_AIM OF THE EXERCISE:_ From the rows below, pull out every line that contains the word "white" and copy each one unchanged.

::: GIVEN ENTRIES :::

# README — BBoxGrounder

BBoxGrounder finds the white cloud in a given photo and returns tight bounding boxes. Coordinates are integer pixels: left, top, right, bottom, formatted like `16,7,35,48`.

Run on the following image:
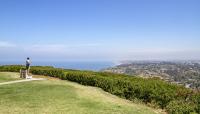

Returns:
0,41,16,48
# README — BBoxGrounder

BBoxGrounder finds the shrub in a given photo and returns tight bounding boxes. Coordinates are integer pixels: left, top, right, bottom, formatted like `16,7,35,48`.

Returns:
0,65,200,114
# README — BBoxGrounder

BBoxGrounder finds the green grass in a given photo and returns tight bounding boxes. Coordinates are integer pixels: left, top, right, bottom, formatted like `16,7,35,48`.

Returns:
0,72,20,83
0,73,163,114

:::
::: GIVEN ENTRIES :::

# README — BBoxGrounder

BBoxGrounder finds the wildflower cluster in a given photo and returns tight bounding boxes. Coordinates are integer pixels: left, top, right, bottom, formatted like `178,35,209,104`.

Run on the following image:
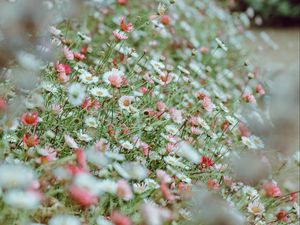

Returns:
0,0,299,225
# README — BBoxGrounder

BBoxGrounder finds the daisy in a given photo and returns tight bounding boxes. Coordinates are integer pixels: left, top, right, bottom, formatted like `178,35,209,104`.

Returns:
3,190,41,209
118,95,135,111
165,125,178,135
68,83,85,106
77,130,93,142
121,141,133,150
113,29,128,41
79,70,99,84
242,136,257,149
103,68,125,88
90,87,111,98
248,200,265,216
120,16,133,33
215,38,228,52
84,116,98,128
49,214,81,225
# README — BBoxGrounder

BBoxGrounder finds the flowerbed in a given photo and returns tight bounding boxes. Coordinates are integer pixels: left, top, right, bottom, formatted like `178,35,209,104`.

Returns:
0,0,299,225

:::
::: GIVEN ENTRIES :::

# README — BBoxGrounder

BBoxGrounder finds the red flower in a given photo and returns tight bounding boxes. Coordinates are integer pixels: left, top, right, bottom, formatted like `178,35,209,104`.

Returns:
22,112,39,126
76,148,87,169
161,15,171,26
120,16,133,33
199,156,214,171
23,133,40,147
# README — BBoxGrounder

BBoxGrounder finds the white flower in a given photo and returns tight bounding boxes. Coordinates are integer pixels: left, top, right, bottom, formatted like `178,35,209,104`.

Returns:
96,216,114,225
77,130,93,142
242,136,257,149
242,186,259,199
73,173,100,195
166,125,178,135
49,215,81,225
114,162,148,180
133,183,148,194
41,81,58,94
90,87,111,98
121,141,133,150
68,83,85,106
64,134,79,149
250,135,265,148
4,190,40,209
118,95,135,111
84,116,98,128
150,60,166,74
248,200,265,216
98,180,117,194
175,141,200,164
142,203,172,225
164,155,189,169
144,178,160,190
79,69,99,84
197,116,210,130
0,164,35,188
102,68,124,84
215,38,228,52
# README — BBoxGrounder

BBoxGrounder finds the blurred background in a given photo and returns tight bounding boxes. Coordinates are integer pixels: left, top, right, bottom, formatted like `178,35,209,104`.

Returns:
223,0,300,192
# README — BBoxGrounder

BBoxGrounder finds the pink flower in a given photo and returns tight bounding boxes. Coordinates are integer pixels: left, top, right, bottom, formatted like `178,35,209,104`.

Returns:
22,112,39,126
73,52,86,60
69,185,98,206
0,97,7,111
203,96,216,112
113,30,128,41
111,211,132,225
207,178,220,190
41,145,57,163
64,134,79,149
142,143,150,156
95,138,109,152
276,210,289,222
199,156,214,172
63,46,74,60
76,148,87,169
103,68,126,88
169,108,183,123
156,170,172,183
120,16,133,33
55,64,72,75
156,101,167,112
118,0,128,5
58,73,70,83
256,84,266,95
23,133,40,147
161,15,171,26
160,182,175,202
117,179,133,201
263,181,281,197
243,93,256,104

:::

_RIGHT ANSWER:_
BBoxGrounder finds the white cloud in a given photo and returns tight bounding boxes. Coordinates are integer pixels: left, top, right, bottom, formatted like `16,7,35,48`.
BBoxGrounder finds the white flower in a given photo and returns tight bounding boxes. Coordinates are integer pixels: left, top, right, bottom, formatted like `178,35,209,104`.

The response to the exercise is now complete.